[EXTRACTED TEXT Boundary: Start]

To allow for rapid screens of molecular databases, docking undersamples possible degrees of freedom and uses overly simple scoring functions. These simplifications are widely thought to lead to its many false-positive predictions. Because these simplifications are entangled, and because of the complexity of the sites against which we are docking, when a docking prediction is wrong it is difficult to understand why it is so. A final problem in docking is that the gross under-sampling of chemical space in the docked libraries reduces the chance that there are any good ligands to find in them at all.
To overcome these problems, one may turn to simple model cavity sites, which are useful learning tools for docking. These artificial cavities are engineered into the cores of proteins, and are completely cut off from bulk water. They are typically dominated by a single term: the L99A cavity in lysozyme is dominated by apolar interactions, the L99A/M102Q cavity has a single hydrogen bond acceptor in the otherwise apolar site, and the W191G cavity in cytochrome C peroxidase is dominated by charge-charge interactions. Each of these sites is between 150 to 180 Å3 in volume, and will only accommodate small ligands, typically not much larger than a naphthalene in size. These sites therefore have two great advantages as model systems for docking: they are simple enough that when a prediction is wrong, it typically points to a specific problem in docking, and they are small enough that there are most likely many hundreds of good ligands available for them in the commercially-available libraries.

[EXTRACTED TEXT Boundary: End]

YOUR OBJECTIVE
Reproduce the passage on docking and model cavity sites in full, word for word.

[INFORMATION SUPPLIED Boundary: Start]

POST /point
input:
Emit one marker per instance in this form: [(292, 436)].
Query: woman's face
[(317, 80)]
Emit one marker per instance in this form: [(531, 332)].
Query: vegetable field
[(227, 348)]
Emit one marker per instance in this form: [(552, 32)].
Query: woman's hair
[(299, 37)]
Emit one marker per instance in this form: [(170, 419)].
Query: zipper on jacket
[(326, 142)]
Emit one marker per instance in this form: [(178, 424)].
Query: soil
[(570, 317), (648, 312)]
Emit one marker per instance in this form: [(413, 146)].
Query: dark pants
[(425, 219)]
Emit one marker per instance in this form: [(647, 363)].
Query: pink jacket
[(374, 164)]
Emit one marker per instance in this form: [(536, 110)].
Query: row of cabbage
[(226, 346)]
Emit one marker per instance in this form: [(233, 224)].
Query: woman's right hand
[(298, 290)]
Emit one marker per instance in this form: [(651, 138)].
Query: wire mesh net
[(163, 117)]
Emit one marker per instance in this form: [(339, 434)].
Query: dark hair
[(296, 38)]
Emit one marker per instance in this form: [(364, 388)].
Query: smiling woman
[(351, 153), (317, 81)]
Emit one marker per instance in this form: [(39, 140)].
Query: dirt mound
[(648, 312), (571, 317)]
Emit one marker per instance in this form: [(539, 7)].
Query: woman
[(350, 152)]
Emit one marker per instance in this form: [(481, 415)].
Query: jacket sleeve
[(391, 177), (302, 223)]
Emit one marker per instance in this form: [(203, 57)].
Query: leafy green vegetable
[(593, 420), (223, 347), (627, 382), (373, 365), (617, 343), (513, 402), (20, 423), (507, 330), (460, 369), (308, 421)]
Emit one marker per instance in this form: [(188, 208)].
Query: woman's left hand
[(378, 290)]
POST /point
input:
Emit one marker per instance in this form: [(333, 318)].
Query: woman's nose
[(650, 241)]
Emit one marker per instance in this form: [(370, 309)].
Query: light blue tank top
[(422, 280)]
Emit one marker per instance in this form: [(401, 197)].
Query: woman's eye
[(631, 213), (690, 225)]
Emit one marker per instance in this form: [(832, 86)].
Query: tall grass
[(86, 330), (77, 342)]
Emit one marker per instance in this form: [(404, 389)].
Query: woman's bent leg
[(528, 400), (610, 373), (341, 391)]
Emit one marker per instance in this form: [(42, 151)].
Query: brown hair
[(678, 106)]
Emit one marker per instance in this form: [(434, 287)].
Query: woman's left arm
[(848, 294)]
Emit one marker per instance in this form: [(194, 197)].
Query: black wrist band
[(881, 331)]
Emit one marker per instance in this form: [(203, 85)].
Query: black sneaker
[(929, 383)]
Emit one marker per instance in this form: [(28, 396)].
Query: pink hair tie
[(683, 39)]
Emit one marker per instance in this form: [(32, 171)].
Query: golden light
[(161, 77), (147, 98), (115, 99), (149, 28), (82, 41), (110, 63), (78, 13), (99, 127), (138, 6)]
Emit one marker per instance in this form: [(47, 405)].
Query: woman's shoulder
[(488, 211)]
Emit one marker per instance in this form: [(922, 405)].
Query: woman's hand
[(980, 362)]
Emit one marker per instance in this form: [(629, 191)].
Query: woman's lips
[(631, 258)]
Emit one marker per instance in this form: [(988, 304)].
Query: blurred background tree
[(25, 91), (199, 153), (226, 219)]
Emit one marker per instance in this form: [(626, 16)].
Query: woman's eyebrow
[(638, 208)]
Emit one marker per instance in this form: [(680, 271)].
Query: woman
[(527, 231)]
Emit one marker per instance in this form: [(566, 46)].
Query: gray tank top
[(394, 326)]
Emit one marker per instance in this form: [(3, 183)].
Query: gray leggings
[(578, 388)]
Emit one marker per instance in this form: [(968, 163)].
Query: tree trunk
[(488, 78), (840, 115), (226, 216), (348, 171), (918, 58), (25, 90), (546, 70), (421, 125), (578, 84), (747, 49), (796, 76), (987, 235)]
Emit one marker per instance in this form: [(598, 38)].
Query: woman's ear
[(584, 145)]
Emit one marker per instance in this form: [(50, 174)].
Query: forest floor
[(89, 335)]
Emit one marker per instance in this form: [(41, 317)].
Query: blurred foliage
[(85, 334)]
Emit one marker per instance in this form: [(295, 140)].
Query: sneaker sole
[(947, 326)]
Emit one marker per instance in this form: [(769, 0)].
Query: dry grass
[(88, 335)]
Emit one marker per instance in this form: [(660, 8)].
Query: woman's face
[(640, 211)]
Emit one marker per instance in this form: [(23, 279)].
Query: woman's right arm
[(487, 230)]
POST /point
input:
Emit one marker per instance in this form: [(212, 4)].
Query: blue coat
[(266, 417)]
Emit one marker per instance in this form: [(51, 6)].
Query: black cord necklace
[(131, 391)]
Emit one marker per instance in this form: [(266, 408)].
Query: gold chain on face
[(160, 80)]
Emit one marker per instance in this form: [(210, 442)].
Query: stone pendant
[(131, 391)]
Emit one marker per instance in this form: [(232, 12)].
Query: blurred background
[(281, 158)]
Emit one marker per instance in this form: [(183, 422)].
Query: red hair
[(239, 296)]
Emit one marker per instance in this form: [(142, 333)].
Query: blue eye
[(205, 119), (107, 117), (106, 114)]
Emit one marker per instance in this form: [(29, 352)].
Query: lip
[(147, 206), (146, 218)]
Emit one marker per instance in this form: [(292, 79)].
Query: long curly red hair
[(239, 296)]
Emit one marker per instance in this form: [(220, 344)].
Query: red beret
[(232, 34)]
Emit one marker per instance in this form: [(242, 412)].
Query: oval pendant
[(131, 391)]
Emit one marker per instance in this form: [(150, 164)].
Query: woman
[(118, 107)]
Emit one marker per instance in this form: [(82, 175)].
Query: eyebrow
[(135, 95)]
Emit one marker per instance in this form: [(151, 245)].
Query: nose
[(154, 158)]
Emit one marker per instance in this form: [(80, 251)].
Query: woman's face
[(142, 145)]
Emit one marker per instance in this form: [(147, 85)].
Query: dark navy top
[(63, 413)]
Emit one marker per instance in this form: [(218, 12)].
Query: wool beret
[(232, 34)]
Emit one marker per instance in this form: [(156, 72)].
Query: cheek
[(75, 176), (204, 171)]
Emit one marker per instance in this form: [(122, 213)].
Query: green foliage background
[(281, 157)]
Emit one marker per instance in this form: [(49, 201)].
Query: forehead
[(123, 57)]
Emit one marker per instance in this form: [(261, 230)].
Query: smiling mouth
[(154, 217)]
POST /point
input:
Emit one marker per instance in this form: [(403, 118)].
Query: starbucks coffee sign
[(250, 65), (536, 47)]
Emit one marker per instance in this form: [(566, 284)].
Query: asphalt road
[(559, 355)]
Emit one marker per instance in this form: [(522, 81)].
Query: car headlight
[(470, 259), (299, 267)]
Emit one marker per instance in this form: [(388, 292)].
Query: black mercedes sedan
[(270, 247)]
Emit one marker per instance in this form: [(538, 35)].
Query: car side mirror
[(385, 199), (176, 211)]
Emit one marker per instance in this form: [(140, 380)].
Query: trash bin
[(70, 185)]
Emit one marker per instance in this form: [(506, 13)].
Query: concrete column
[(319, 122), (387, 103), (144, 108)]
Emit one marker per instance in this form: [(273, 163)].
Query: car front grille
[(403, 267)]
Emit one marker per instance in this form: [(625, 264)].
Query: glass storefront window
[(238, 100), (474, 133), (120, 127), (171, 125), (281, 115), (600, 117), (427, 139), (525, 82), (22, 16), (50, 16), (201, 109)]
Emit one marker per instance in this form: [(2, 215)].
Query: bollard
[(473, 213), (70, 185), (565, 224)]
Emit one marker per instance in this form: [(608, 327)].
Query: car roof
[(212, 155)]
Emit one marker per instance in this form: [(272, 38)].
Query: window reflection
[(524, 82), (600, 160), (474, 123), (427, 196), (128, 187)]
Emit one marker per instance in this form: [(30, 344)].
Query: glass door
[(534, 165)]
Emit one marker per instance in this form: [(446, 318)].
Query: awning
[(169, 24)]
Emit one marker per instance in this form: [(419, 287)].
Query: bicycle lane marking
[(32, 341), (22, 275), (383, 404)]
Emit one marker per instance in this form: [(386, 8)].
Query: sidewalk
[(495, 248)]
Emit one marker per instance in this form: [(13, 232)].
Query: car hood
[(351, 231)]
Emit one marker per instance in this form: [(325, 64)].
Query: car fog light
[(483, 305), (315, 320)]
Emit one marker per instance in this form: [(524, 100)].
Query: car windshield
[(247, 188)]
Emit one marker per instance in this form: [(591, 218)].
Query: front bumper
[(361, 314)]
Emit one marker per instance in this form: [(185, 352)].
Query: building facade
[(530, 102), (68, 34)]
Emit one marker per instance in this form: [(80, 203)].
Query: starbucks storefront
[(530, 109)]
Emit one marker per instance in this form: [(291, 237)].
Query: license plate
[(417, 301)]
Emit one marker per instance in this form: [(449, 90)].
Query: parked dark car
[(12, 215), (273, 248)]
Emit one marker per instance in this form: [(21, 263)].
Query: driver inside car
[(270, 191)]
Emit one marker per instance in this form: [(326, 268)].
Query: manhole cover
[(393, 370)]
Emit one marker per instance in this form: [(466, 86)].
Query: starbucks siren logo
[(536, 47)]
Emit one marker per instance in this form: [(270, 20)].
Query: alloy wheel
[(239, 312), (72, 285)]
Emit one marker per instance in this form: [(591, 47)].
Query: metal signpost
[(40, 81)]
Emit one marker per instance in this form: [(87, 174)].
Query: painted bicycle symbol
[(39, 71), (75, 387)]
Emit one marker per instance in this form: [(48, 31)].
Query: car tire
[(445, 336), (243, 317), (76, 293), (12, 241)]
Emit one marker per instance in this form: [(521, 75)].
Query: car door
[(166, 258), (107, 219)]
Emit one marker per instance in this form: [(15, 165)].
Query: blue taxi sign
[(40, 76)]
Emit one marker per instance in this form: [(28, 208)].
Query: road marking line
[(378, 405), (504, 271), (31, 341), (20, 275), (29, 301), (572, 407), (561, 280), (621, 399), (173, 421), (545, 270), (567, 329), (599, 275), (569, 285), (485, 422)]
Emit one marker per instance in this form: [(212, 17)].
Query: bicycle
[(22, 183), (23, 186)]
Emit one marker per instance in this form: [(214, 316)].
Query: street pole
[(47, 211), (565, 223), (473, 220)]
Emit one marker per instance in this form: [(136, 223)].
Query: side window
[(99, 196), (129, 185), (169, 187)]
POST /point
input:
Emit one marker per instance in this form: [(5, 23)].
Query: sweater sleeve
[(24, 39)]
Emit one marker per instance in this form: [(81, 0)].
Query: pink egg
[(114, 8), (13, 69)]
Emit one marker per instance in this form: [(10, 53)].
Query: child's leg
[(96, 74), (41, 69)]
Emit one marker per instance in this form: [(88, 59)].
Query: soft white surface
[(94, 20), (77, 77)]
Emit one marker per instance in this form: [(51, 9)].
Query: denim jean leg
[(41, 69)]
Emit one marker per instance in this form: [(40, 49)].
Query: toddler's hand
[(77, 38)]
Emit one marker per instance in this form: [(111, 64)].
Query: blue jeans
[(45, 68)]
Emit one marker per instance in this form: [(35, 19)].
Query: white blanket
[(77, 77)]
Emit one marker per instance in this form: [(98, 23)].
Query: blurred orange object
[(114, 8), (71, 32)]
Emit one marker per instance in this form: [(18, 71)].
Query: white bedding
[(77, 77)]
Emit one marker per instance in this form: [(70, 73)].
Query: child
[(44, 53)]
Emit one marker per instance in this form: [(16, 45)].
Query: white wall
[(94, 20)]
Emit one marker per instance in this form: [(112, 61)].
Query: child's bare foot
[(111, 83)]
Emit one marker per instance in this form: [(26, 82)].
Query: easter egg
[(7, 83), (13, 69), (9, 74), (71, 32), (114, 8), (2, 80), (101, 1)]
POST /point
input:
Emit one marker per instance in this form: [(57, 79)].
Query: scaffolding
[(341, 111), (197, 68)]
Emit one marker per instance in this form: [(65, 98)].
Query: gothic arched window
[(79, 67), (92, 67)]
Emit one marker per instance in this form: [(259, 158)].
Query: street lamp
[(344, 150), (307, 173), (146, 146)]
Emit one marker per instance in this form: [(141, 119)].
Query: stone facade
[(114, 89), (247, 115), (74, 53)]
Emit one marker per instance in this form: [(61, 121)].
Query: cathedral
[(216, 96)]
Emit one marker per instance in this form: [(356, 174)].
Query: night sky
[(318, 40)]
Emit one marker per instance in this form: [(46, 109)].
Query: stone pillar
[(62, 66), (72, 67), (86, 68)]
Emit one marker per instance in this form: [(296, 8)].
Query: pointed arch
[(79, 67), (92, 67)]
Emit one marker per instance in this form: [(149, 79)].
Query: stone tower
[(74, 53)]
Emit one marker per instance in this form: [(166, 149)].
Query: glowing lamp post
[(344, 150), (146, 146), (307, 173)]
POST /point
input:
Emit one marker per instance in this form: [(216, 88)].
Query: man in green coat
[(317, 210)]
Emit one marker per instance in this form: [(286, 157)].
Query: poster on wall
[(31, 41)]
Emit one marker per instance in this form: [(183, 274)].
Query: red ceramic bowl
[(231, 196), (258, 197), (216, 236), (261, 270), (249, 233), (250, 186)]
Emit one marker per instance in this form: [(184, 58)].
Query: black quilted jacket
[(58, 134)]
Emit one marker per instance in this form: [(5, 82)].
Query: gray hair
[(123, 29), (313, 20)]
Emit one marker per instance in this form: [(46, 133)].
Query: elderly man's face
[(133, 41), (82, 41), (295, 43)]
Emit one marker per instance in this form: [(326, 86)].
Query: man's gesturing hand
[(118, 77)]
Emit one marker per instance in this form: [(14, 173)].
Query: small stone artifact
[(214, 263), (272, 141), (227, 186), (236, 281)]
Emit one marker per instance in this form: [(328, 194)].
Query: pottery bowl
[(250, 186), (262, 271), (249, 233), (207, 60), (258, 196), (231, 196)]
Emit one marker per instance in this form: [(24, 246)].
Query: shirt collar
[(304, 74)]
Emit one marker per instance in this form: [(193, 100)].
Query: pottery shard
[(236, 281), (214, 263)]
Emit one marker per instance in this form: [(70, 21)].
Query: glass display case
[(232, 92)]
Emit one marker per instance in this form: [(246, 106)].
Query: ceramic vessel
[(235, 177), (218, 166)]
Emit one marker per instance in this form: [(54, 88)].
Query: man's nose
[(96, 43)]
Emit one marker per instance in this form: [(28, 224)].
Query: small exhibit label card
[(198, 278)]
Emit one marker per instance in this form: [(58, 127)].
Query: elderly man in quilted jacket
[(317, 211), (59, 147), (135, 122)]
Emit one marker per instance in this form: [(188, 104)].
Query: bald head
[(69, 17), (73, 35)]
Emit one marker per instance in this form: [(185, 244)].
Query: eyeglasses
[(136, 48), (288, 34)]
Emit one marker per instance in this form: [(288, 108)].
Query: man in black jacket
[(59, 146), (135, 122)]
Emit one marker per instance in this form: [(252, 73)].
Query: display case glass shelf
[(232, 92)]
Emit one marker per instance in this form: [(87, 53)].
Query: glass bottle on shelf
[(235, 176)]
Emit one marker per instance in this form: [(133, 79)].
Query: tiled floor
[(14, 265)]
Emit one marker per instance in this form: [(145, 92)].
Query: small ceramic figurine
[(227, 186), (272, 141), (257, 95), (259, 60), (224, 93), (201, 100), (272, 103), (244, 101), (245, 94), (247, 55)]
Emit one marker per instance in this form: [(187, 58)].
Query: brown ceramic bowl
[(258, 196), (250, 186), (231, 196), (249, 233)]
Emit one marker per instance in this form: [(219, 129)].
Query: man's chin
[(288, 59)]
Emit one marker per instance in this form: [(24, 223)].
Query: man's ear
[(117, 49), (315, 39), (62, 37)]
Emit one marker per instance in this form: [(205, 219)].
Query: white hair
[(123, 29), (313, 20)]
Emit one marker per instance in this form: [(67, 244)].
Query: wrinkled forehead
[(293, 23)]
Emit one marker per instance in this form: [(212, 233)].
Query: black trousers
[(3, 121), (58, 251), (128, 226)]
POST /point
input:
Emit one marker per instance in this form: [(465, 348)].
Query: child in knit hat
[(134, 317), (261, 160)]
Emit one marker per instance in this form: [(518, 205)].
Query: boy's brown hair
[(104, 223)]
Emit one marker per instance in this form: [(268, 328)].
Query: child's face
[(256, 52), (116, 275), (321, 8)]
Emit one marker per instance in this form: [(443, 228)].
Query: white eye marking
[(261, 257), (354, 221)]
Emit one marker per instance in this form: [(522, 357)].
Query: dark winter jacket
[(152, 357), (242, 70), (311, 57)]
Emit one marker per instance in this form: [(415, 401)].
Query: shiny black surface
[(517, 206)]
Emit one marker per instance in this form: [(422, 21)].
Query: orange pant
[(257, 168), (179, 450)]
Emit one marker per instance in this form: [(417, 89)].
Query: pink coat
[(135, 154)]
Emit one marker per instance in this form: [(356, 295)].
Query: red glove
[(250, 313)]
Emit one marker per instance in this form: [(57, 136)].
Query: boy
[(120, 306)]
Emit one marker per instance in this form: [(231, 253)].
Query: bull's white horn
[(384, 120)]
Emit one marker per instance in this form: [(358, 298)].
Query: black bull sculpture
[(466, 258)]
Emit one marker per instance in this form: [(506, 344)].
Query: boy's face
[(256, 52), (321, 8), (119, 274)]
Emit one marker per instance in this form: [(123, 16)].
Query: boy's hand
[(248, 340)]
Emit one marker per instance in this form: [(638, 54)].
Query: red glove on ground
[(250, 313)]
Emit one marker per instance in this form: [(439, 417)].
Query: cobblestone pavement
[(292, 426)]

[INFORMATION SUPPLIED Boundary: End]

ANSWER SPACE
To allow for rapid screens of molecular databases, docking undersamples possible degrees of freedom and uses overly simple scoring functions. These simplifications are widely thought to lead to its many false-positive predictions. Because these simplifications are entangled, and because of the complexity of the sites against which we are docking, when a docking prediction is wrong it is difficult to understand why it is so. A final problem in docking is that the gross under-sampling of chemical space in the docked libraries reduces the chance that there are any good ligands to find in them at all.
To overcome these problems, one may turn to simple model cavity sites, which are useful learning tools for docking. These artificial cavities are engineered into the cores of proteins, and are completely cut off from bulk water. They are typically dominated by a single term: the L99A cavity in lysozyme is dominated by apolar interactions, the L99A/M102Q cavity has a single hydrogen bond acceptor in the otherwise apolar site, and the W191G cavity in cytochrome C peroxidase is dominated by charge-charge interactions. Each of these sites is between 150 to 180 Å3 in volume, and will only accommodate small ligands, typically not much larger than a naphthalene in size. These sites therefore have two great advantages as model systems for docking: they are simple enough that when a prediction is wrong, it typically points to a specific problem in docking, and they are small enough that there are most likely many hundreds of good ligands available for them in the commercially-available libraries.